***** GIVEN DATA
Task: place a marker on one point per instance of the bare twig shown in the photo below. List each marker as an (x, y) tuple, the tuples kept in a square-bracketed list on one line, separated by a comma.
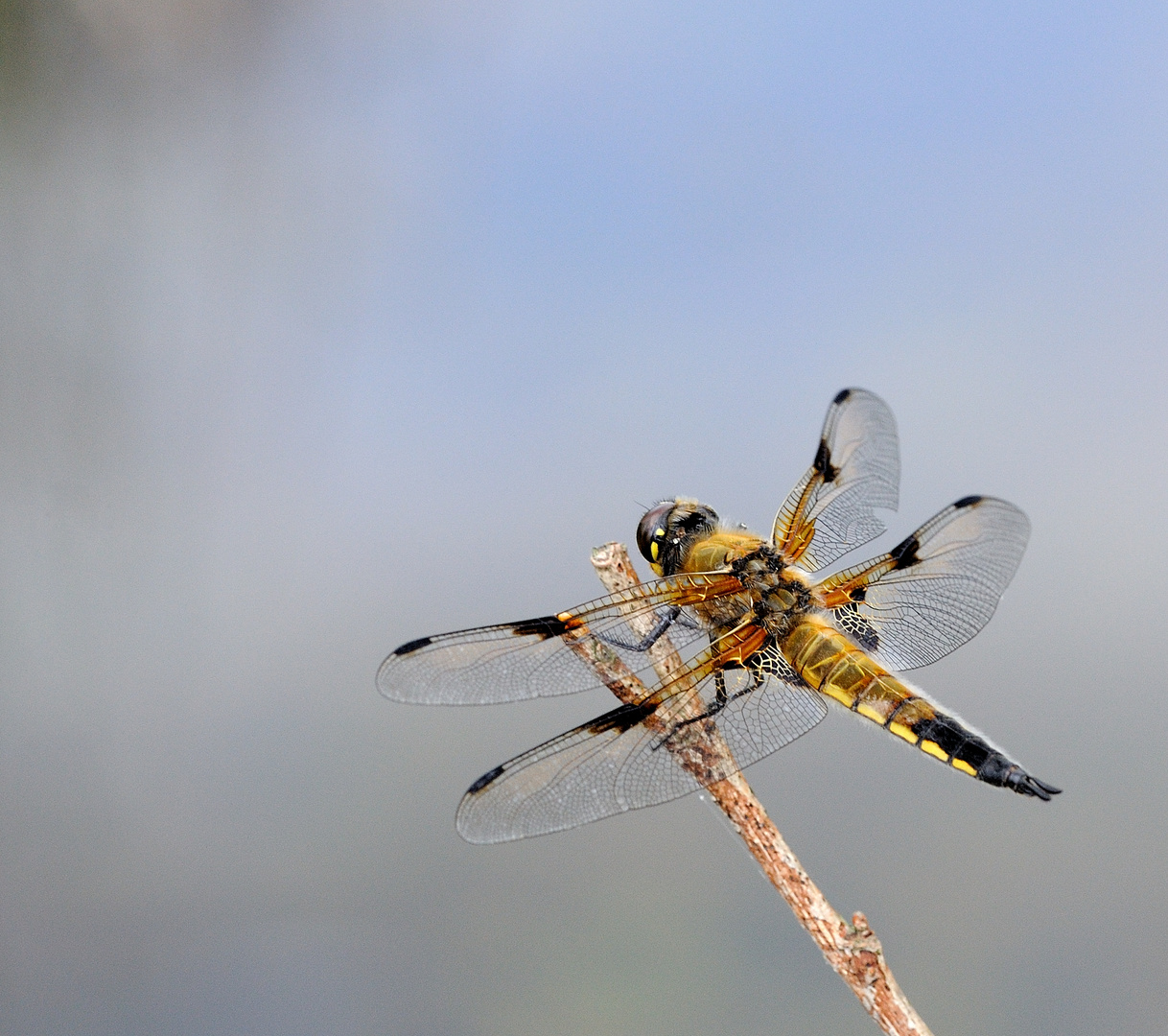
[(852, 950)]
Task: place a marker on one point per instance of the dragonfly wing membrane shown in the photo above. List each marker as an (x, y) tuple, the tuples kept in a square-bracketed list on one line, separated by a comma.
[(515, 661), (856, 470), (936, 589)]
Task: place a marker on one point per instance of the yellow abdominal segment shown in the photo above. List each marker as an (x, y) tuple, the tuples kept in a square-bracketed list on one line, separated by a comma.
[(834, 666)]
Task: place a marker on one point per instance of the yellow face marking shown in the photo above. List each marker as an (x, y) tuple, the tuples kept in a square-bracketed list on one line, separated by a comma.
[(900, 730), (935, 750), (840, 695)]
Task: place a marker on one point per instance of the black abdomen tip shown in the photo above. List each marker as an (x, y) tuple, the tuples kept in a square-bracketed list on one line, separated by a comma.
[(412, 646)]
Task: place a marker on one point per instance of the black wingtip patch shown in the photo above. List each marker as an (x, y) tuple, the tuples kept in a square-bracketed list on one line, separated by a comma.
[(487, 778), (622, 718), (545, 627), (412, 646), (904, 553), (823, 462)]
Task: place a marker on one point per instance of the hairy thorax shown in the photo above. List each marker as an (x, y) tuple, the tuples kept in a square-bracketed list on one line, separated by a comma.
[(773, 594)]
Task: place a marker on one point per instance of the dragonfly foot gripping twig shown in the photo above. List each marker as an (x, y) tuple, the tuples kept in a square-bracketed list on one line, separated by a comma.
[(851, 949)]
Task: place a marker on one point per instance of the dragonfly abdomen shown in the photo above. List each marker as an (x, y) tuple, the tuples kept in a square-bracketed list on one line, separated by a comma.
[(835, 667)]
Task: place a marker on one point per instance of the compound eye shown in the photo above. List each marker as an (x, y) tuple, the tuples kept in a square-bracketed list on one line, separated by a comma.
[(651, 531)]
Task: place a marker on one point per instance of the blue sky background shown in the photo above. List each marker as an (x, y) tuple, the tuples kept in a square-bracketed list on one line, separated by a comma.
[(328, 326)]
**********
EXERCISE AIM:
Copy out all of the lines above word for word, leaving out the pictures.

THE OUTPUT:
Task: place a marker on one point per instance of the bare twig shown in the photo below. List each marker as an (x, y) tuple, the tuples kept in a square-bracketed list on one line, separated by a comma.
[(852, 950)]
Task: place a marker on one point per instance of the dragonfly wing membrane shown in the photo above. List each marker as an (x, y) tuple, the tuples kept in a square-bracketed list on one line, separated by a comma.
[(515, 661), (856, 470), (936, 589)]
Task: place a marker on one point per instance of the yellow abdominal segment shown in the photo above. List each marker as an (x, y) tuple, the tuples kept in a square-bracketed list on one line, separated by a comma.
[(834, 666)]
Task: place a marker on one point per instance of the yellow face marking shown in the photo above. List each marker as an (x, y) tuple, the tuples kept in a square-bracketed list on one line, separated by a comma.
[(900, 730), (935, 750), (840, 695)]
Task: place a marker on one point per instance of the black abdomen tip shown in the photo above. List each marker as an (x, y) tuple, the tuples kept in a square-bracketed list on one line, separated by a comma.
[(412, 646)]
Task: place a marker on one point per instance of the black wingtip patch shown in the photo above. List each marker as an (x, y) tuple, the tuples kept in a square-bracketed list on one line, separated by a comma.
[(487, 778), (622, 718), (545, 627), (412, 646), (904, 553), (823, 462)]
Task: place a marker on one point per instance of the hairy thorax shown in the photo above. List each marker as an (x, y) tuple, the tuples kept in a square-bracketed list on one line, separated by a comma.
[(773, 594)]
Task: place a marker on one point per instance of the dragonfly foot gripping twig shown in the photo above. List each marker as an (x, y) tuple, the tuples kept in a square-bracketed list on one line, separated by a comma.
[(851, 949)]
Task: place a marker on one point per instance of the dragonfly abdomen shown in the photo above. List each marker as an (x, y) tuple, the tuples kept in a square-bracketed list on one line, separated by a comma.
[(835, 667)]
Task: place a marker on one point per instance of the compound eye shown in the photo above. List each marker as an (x, y) tuple, the tuples kept in a square-bracketed list on one line, separated by a comma.
[(651, 531)]
Task: place a marker on one point per instance of the blue sky background shown in the photo above. List each marker as an (x, y) tuple, the tuples kept in a square-bracketed list on one line, separated by a comma.
[(328, 326)]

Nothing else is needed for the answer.